══ Passage for review
The number of self-employed people who opt in has remained shockingly low across all programs that offer the option. The six fully implemented programs that allow people to opt in report that for the most recent available time period, an approximate 120,828 total self-employed people opted in out of 6.7 million nonemployer small businesses in those states—an opt-in rate of about 1.80 percent. While opt-in rates vary, even Massachusetts, with the highest opt-in rate, has numbers equivalent to only 7.39 percent of total nonemployer small businesses; rates in the other fully implemented states are much lower. (See Table 2)
Why usage remains so low merits further research and examination. One likely driver of low usage is low awareness: Workers cannot use a program they do not know exists. Low awareness is an ongoing challenge for paid leave programs generally for both employees and self-employed workers, requiring continual outreach and educational investments. Because of the opt-in system, the stakes are even higher for self-employed workers, as they must deliberately enroll in the program, typically for some period of time prior to using it. However, many self-employed workers do not seek out information about paid leave until they have an urgent need for it, at which point it may be too late. More research is needed to identify best practices in education and outreach to engage self-employed workers as well as implement these practices in all states.
════
**Problems to solve**:
1. Output the passage on self-employed paid leave opt-in, starting at "The number of" and ending at "(See Table 2)".
2. Summarize the passage on self-employed paid leave opt-in in two sentences.
══ Supplied information
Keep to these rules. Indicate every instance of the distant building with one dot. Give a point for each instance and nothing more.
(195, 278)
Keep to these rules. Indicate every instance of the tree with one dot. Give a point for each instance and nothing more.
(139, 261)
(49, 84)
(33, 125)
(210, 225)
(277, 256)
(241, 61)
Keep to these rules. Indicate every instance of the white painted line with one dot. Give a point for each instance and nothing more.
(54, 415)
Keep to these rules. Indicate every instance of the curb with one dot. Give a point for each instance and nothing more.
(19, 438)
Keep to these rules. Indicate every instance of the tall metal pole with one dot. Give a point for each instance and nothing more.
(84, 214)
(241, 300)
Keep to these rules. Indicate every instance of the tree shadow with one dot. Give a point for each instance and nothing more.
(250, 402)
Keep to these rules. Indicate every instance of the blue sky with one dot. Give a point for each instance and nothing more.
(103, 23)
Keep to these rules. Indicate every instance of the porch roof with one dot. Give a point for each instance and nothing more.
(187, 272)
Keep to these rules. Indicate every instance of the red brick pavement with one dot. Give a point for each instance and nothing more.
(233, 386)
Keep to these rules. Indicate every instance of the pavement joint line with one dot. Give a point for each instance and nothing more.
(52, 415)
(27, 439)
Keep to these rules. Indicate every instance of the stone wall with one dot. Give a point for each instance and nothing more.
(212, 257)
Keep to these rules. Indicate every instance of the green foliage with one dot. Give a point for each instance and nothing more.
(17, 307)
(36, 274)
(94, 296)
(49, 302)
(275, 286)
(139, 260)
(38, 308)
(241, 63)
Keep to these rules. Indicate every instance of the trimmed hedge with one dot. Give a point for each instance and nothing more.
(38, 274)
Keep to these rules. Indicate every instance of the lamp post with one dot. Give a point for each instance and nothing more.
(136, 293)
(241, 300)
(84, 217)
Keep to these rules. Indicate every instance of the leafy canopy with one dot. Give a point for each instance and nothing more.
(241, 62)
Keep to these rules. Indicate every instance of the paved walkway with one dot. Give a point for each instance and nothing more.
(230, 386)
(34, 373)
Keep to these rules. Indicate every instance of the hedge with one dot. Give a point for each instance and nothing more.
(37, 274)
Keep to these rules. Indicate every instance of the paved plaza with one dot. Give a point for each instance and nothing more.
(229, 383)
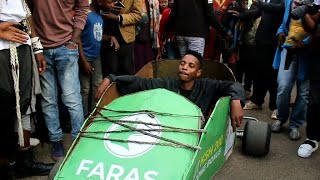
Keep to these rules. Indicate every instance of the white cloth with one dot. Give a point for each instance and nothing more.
(12, 11)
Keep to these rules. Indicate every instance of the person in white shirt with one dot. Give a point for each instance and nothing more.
(15, 89)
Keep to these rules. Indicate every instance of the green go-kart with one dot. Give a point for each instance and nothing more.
(158, 134)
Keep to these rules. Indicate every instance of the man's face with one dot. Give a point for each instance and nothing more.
(189, 68)
(106, 5)
(163, 4)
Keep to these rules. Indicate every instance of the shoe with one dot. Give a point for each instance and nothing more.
(57, 151)
(276, 126)
(252, 106)
(274, 115)
(248, 95)
(307, 148)
(34, 142)
(294, 134)
(26, 166)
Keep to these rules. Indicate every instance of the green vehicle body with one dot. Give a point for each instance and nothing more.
(107, 150)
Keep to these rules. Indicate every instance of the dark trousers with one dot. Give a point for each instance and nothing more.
(264, 76)
(313, 115)
(143, 54)
(8, 139)
(119, 62)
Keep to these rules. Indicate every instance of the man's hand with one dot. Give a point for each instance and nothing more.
(114, 42)
(297, 43)
(110, 16)
(86, 67)
(281, 39)
(102, 87)
(236, 114)
(41, 61)
(10, 33)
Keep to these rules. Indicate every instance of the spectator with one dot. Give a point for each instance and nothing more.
(60, 30)
(89, 52)
(16, 88)
(121, 24)
(311, 144)
(291, 59)
(146, 46)
(191, 20)
(264, 76)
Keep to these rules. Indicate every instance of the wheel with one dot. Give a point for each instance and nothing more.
(54, 169)
(256, 138)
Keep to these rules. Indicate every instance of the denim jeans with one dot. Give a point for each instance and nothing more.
(89, 85)
(62, 69)
(286, 80)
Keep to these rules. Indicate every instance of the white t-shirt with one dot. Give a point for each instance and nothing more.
(12, 11)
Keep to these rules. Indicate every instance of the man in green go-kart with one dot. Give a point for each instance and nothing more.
(204, 92)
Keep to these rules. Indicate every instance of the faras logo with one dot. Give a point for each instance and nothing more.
(130, 149)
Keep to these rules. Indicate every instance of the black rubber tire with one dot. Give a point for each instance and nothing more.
(256, 138)
(54, 169)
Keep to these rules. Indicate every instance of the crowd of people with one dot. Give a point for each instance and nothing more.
(72, 49)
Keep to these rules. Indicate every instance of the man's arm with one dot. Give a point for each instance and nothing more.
(237, 93)
(310, 22)
(270, 7)
(127, 84)
(134, 16)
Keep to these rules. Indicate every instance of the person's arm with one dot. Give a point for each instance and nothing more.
(36, 44)
(252, 13)
(270, 7)
(127, 84)
(310, 22)
(237, 93)
(9, 32)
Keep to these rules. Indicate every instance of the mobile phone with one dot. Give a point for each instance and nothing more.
(119, 4)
════
**List of answers**:
1.
The number of self-employed people who opt in has remained shockingly low across all programs that offer the option. The six fully implemented programs that allow people to opt in report that for the most recent available time period, an approximate 120,828 total self-employed people opted in out of 6.7 million nonemployer small businesses in those states—an opt-in rate of about 1.80 percent. While opt-in rates vary, even Massachusetts, with the highest opt-in rate, has numbers equivalent to only 7.39 percent of total nonemployer small businesses; rates in the other fully implemented states are much lower. (See Table 2)

2. In the six fully implemented programs that let self-employed people opt in, about 120,828 of 6.7 million nonemployer small businesses did so, an opt-in rate of roughly 1.80 percent, and even Massachusetts, the highest, reaches only 7.39 percent. Low awareness is one likely cause, and it matters even more for self-employed workers because they must deliberately enroll ahead of time, so more research on education and outreach is needed.